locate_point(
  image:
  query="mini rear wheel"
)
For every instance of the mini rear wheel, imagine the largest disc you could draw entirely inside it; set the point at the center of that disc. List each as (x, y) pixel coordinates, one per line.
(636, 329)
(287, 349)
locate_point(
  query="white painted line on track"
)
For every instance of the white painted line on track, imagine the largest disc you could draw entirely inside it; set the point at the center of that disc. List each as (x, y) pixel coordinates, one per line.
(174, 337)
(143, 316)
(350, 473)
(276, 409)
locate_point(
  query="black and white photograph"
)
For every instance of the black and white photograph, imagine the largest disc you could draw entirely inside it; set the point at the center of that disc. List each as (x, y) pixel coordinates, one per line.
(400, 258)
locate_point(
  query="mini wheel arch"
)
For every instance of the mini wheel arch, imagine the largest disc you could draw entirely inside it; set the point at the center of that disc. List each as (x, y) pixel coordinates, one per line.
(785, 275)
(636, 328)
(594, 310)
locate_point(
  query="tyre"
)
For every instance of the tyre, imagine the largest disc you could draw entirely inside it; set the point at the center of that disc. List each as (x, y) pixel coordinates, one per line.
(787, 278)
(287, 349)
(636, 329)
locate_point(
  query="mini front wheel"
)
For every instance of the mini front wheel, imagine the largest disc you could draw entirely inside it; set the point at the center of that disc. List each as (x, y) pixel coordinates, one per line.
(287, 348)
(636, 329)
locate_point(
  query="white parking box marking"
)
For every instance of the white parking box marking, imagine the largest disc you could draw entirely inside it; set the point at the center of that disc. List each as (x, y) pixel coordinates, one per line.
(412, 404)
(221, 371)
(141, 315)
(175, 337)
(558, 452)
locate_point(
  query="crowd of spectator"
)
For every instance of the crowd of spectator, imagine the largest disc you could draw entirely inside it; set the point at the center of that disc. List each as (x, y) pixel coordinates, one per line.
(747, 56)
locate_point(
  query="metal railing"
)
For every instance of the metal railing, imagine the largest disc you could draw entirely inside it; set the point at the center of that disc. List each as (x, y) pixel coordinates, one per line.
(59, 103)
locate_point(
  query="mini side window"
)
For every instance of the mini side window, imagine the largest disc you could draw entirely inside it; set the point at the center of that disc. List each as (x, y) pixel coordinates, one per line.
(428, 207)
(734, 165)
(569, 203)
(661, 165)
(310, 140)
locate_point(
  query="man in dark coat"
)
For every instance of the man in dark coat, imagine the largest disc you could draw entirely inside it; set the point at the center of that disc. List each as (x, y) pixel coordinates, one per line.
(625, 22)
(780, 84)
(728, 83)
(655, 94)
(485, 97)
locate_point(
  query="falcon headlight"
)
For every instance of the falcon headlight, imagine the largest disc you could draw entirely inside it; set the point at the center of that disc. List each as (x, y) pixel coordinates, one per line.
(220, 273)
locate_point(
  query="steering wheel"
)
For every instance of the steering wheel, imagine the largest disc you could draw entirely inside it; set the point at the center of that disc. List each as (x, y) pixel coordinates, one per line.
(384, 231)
= = = = = = =
▶ **The exercise**
Write out the records shown above, exactly as they appear.

▶ **Output of the exercise**
locate_point(
  image:
  query="mini rear wheel"
)
For every instance of the mini rear wheel, imagine the largest disc you could draw entirely inside it; set the point at the center of that disc. List each as (x, y) pixel coordinates, one per line.
(636, 329)
(287, 349)
locate_point(
  query="white painted line on track"
)
For every instance of the white painted line on track, imagine the largest disc you could draw entirely inside it; set the point at the center of that disc. List each as (x, y) pixel coordinates, one per line.
(174, 337)
(143, 316)
(350, 473)
(276, 409)
locate_point(
  query="black and white photograph"
)
For every instance of the black and white photograph, imagine the largest disc you could draw entirely inside it; set the point at the center of that disc. List each as (x, y) pixel coordinates, one per line.
(400, 258)
locate_point(
  query="mini wheel arch"
)
For every instance of the mini wheel arch, imagine the largest disc you could draw entirely inside it; set the point at the center of that disc. List each as (x, y) pixel coordinates, one per line.
(785, 275)
(636, 328)
(594, 310)
locate_point(
  query="tyre"
)
For every instance of the tyre, imagine the largest disc you could draw entirely inside it; set the point at the center of that disc. List each as (x, y) pixel coordinates, one per line.
(787, 278)
(287, 349)
(636, 329)
locate_point(
  query="mini front wheel"
)
For every instance of the mini front wheel, imagine the largest disc you could draw entirely inside it; set the point at the center of that disc. List each as (x, y) pixel coordinates, one per line.
(287, 348)
(636, 329)
locate_point(
  query="white parking box marking"
)
For every instance of the white parking box marking, imagine the largest disc you could draw entirely inside it; set the point at the center of that disc. List each as (x, y) pixel coordinates, one per line.
(412, 404)
(221, 371)
(141, 315)
(175, 337)
(558, 452)
locate_point(
  query="crowd of spectator"
)
For every instance of the crowd of spectator, imagine the largest disc you could draw entirely inside it; set the point at the center of that disc. List each as (x, y) pixel coordinates, one per line.
(747, 56)
locate_point(
  query="metal railing"
)
For every instance of the metal railing, imagine the largest disc you could draw entirely inside it; set the point at the center of that disc. List each as (x, y) pixel coordinates, one per line.
(59, 103)
locate_point(
  query="mini side window"
)
For every instance of the mini side window, imagine the largest disc you could draw entirely inside it; set the point at the center of that disc. List each as (x, y) pixel coordinates, one per line.
(428, 207)
(734, 165)
(569, 203)
(661, 165)
(310, 140)
locate_point(
  query="man in dark coat"
)
For every instance of the man in dark coat, imagine the largest disc you could draw entirely inside it; set the point at the center of that disc. List each as (x, y) pixel coordinates, one per line.
(625, 22)
(780, 84)
(728, 83)
(655, 94)
(485, 97)
locate_point(
  query="falcon headlight"
)
For every instance of the falcon headlight, imagine the largest disc you could draw entirely inside it; set the point at the center of that disc. List each as (x, y) pixel coordinates, one per line.
(220, 273)
locate_point(
  query="steering wheel"
)
For every instance of the steering wheel, imagine the largest disc you could draw entirely inside it; set the point at the center of that disc. List each as (x, y) pixel coordinates, one per line.
(384, 231)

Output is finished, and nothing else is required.